Shift every x and y coordinate value in the answers upward by 63 and reproduce the listing starting at the line containing "Would you please tag the shadow" and ending at the final line of the listing, both ends included, with the requests retained unchanged. Reproduce only that portion.

[Excerpts of pointing data]

#####

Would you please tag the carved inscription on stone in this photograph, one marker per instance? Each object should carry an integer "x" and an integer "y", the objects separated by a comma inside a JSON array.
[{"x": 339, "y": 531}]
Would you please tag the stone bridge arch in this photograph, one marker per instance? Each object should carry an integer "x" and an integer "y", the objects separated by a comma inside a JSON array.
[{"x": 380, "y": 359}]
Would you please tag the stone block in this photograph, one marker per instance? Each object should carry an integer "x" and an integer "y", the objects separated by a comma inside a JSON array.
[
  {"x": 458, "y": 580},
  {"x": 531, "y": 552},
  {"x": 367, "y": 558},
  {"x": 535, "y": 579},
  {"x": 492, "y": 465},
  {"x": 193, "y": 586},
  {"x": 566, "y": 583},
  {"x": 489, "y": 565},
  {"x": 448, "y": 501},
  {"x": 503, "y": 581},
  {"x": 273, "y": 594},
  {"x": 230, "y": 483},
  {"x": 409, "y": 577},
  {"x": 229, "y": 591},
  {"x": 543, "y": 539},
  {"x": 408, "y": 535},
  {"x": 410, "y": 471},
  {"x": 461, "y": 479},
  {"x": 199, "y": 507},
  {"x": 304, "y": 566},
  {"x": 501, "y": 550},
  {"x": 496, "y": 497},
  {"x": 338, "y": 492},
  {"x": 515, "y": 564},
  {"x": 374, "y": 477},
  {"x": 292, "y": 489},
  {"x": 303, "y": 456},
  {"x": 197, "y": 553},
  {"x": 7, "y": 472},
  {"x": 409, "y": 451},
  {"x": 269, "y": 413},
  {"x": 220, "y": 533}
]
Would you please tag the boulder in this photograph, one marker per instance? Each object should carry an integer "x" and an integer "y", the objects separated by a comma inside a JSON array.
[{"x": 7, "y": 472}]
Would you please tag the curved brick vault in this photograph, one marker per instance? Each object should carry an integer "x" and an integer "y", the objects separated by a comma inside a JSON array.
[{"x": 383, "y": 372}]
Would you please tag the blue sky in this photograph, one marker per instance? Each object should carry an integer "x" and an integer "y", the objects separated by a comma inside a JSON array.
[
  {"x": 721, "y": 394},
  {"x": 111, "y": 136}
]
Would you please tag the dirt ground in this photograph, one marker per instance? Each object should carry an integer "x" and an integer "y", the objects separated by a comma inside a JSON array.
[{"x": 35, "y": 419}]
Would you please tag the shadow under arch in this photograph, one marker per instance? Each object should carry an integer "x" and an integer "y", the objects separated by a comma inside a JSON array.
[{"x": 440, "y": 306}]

#####

Complete output →
Would you please tag the shadow under arch in this photograph, one marker per instance? Each object should carry an integer "x" and an integer "y", the objects separated by a comma inside a JSON array.
[{"x": 503, "y": 369}]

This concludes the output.